Try it =
Nothing should differ between your answer and the records below.

── Dataset records

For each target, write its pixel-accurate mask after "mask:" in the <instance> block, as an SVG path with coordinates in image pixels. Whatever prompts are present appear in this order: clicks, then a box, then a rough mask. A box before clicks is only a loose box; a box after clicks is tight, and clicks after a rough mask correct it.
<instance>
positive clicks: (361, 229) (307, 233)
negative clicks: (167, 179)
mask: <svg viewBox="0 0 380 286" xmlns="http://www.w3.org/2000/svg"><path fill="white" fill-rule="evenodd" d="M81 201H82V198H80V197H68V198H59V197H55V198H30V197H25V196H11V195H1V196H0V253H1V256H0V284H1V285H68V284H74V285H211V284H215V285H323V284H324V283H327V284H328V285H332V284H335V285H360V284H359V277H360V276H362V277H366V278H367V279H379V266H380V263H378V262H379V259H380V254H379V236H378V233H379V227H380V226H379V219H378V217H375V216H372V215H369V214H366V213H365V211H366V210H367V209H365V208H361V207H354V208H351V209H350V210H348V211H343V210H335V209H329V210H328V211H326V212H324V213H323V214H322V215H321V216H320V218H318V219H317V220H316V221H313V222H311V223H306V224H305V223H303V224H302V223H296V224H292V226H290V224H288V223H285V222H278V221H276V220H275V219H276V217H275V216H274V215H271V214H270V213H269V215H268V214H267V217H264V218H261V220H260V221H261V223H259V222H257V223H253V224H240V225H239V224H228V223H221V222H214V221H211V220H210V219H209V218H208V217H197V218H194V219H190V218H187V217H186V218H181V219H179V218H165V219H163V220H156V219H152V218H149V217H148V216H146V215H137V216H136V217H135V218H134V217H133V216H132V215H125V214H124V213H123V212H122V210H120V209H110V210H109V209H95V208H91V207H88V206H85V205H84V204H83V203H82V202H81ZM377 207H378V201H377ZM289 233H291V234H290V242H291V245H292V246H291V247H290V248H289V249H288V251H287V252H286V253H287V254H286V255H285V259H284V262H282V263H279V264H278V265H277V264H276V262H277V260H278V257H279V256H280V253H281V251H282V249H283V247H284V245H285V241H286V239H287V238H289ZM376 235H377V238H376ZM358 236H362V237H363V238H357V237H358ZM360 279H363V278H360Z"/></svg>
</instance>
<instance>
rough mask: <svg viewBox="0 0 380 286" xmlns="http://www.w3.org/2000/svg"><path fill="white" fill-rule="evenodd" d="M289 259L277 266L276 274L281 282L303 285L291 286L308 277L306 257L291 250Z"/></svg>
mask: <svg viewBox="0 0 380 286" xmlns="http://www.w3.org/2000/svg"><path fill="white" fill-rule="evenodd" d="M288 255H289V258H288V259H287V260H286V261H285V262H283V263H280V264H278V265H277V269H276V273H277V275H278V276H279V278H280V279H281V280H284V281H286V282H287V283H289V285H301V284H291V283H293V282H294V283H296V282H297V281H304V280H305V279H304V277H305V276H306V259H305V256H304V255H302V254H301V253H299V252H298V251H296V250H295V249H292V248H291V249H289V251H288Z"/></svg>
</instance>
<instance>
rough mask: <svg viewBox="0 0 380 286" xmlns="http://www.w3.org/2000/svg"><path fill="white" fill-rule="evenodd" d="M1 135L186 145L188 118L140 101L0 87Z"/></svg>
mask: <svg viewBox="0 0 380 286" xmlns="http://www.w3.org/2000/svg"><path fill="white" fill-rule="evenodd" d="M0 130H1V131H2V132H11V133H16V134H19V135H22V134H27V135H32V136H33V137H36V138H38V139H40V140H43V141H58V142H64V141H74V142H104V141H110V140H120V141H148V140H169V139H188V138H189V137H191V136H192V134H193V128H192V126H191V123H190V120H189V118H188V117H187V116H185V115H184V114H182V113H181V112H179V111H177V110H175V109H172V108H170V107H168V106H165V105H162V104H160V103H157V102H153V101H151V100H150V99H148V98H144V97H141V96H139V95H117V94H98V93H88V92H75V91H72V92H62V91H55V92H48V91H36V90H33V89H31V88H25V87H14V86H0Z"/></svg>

────

Expected answer =
For each target, write its pixel-accurate mask after "mask:" in the <instance> block, as an SVG path with coordinates in image pixels. Whatever prompts are present appear in this order: clicks, then a box, then a rough mask. A box before clicks is only a loose box; a box after clicks is tight, and clicks after a rough mask correct it.
<instance>
positive clicks: (361, 229) (307, 233)
negative clicks: (167, 179)
mask: <svg viewBox="0 0 380 286" xmlns="http://www.w3.org/2000/svg"><path fill="white" fill-rule="evenodd" d="M81 201H82V198H80V197H68V198H59V197H55V198H30V197H25V196H11V195H1V196H0V253H1V256H0V284H1V285H68V284H74V285H211V284H215V285H323V284H324V283H327V284H328V285H332V284H335V285H360V284H359V277H360V276H362V277H366V278H367V279H379V266H380V263H378V262H379V259H380V254H379V236H378V233H379V227H380V226H379V219H378V217H375V216H372V215H369V214H366V213H365V211H366V210H367V209H365V208H361V207H354V208H351V209H350V210H348V211H343V210H335V209H329V210H328V211H326V212H324V213H323V214H322V215H321V216H320V218H318V219H317V220H316V221H313V222H311V223H306V224H305V223H303V224H302V223H296V224H292V226H290V224H288V223H285V222H278V221H276V220H275V219H276V217H275V216H274V215H271V214H270V213H269V215H268V214H267V217H264V218H261V220H260V221H261V223H259V222H257V223H253V224H240V225H239V224H228V223H221V222H214V221H211V220H210V219H209V218H208V217H197V218H194V219H190V218H187V217H186V218H181V219H179V218H165V219H163V220H156V219H152V218H149V217H148V216H146V215H137V216H136V217H135V218H134V217H133V216H132V215H125V214H124V213H123V212H122V210H120V209H110V210H109V209H95V208H91V207H88V206H85V205H84V204H83V203H82V202H81ZM377 207H378V201H377ZM289 233H291V234H290V242H291V245H292V246H291V247H290V248H289V249H288V251H287V252H286V253H287V254H286V255H285V259H284V262H282V263H279V264H278V265H277V264H276V262H277V260H278V257H279V256H280V253H281V251H282V249H283V247H284V245H285V241H286V239H287V238H289ZM376 235H377V238H376ZM358 236H362V237H363V238H357V237H358ZM360 279H363V278H360Z"/></svg>
</instance>
<instance>
rough mask: <svg viewBox="0 0 380 286" xmlns="http://www.w3.org/2000/svg"><path fill="white" fill-rule="evenodd" d="M289 259L277 266L276 274L281 282L303 285L291 286L308 277L306 257L291 250Z"/></svg>
mask: <svg viewBox="0 0 380 286" xmlns="http://www.w3.org/2000/svg"><path fill="white" fill-rule="evenodd" d="M288 255H289V258H288V259H287V260H286V261H285V262H283V263H280V264H278V265H277V269H276V273H277V275H278V276H279V278H280V279H281V280H284V281H286V282H287V283H289V285H301V284H291V283H293V282H294V283H296V282H297V281H304V280H305V279H304V277H305V276H306V259H305V256H304V255H302V254H301V253H299V252H298V251H296V250H295V249H292V248H291V249H289V251H288Z"/></svg>
</instance>
<instance>
rough mask: <svg viewBox="0 0 380 286" xmlns="http://www.w3.org/2000/svg"><path fill="white" fill-rule="evenodd" d="M1 135L186 145L188 118L140 101L0 87Z"/></svg>
mask: <svg viewBox="0 0 380 286" xmlns="http://www.w3.org/2000/svg"><path fill="white" fill-rule="evenodd" d="M0 130H1V131H2V132H11V133H16V134H19V135H22V134H27V135H32V136H33V137H36V138H38V139H40V140H43V141H58V142H64V141H74V142H104V141H110V140H120V141H148V140H169V139H188V138H189V137H191V136H192V134H193V128H192V126H191V123H190V120H189V118H188V117H187V116H185V115H184V114H182V113H181V112H179V111H177V110H175V109H172V108H170V107H168V106H165V105H162V104H160V103H157V102H153V101H151V100H150V99H148V98H144V97H141V96H139V95H117V94H98V93H88V92H75V91H72V92H62V91H55V92H48V91H36V90H33V89H31V88H25V87H14V86H0Z"/></svg>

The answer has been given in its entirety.